Task brief » In the records that come next, find every line with "harvester". Return those lines.

(Stored data entries)
—————

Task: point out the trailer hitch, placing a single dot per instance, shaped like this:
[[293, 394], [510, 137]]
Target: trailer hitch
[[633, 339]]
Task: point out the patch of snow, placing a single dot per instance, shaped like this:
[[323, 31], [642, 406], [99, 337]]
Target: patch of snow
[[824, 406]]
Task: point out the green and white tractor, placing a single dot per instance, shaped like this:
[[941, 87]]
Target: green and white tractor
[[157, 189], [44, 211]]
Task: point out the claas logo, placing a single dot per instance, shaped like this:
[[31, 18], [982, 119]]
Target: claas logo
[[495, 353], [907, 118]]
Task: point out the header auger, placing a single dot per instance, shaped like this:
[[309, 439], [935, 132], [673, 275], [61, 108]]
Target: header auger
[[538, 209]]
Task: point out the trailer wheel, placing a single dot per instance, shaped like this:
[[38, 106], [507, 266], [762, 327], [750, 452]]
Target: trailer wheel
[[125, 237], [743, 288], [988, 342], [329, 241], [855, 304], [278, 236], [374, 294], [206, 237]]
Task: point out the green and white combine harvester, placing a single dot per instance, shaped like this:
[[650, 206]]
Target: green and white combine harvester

—————

Task solution »
Task: point out the green and white combine harvester, placing a single dot per instance, shaped like this:
Target: green and white combine harvester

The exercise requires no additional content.